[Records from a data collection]
▼▼▼
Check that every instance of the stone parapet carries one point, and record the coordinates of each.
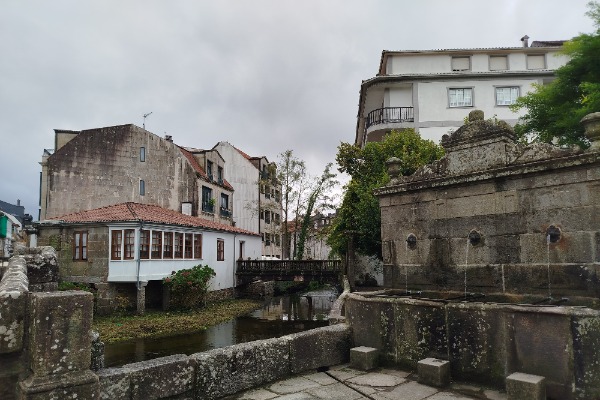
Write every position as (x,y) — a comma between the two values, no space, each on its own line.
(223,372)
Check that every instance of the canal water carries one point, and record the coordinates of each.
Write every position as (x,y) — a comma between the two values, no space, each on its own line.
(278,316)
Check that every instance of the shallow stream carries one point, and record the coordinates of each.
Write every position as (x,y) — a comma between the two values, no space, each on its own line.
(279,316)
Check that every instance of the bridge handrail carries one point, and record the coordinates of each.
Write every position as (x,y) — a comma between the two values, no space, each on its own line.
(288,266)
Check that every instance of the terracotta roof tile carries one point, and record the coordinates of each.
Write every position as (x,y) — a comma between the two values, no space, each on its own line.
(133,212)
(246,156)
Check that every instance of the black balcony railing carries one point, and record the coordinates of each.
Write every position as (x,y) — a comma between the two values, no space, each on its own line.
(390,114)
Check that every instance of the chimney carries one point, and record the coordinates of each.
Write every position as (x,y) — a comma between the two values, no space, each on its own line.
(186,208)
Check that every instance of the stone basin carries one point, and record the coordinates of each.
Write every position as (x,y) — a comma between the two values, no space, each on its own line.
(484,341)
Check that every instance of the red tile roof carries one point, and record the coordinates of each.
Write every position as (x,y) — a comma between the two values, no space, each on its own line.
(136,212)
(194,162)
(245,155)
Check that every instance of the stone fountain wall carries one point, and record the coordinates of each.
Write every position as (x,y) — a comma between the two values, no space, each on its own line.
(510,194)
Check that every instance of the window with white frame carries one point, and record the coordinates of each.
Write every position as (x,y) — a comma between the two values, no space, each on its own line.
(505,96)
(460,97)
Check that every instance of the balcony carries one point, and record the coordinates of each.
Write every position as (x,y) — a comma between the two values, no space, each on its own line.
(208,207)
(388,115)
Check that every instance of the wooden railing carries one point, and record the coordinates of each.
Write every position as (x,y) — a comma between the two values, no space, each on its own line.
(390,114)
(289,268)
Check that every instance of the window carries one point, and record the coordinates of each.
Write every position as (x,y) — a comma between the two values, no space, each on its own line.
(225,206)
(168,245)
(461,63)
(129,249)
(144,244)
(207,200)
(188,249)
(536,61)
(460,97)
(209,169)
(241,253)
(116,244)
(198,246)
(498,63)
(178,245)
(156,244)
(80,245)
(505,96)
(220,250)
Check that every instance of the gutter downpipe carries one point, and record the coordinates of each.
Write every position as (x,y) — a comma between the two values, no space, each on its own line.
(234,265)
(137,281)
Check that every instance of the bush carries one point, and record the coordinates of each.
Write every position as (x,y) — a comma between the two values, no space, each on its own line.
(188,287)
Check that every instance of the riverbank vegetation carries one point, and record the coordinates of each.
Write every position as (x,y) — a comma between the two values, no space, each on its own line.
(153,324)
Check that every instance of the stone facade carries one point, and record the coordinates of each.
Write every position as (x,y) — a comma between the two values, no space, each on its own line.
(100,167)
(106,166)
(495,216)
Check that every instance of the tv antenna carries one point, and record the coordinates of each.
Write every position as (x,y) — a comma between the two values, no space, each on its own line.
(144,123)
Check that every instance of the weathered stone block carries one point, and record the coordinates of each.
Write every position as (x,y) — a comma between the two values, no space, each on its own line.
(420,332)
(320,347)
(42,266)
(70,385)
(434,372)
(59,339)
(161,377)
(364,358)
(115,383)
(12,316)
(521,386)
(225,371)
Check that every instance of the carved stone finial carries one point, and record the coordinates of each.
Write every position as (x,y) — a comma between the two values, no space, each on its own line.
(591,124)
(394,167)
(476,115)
▲▲▲
▼▼▼
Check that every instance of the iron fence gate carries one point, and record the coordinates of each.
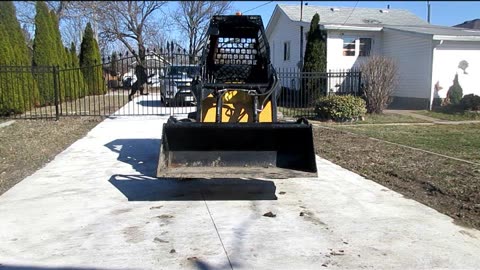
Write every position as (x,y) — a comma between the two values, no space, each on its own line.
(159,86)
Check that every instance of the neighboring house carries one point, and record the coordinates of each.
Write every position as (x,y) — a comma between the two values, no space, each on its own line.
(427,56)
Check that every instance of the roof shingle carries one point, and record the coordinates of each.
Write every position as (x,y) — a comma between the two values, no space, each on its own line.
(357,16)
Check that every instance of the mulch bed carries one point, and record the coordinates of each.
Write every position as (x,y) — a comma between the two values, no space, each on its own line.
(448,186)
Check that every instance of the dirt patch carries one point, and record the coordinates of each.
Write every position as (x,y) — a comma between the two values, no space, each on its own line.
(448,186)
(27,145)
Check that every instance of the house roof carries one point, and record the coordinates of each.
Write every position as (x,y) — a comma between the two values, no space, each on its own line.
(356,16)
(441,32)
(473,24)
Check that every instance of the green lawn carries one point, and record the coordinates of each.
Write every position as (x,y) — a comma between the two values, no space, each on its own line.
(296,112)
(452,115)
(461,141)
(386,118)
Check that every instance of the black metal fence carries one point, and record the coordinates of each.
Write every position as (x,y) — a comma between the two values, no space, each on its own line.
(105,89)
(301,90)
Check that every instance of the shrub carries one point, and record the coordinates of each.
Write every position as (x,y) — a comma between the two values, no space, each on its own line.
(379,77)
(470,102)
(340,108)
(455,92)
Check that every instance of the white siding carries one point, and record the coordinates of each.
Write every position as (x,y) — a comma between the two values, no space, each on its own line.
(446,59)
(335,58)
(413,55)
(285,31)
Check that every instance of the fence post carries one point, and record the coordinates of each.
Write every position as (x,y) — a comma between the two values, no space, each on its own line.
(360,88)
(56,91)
▲▲▲
- **Task instructions**
Gather each line of the records above that contains the word "white" and copy those lines in full.

- **Response for this exercise**
Check that every instance of the window with white frame carries one point, and record the coordinates of each.
Check that every instance of the white siding carries one point, and record the coordinates of each.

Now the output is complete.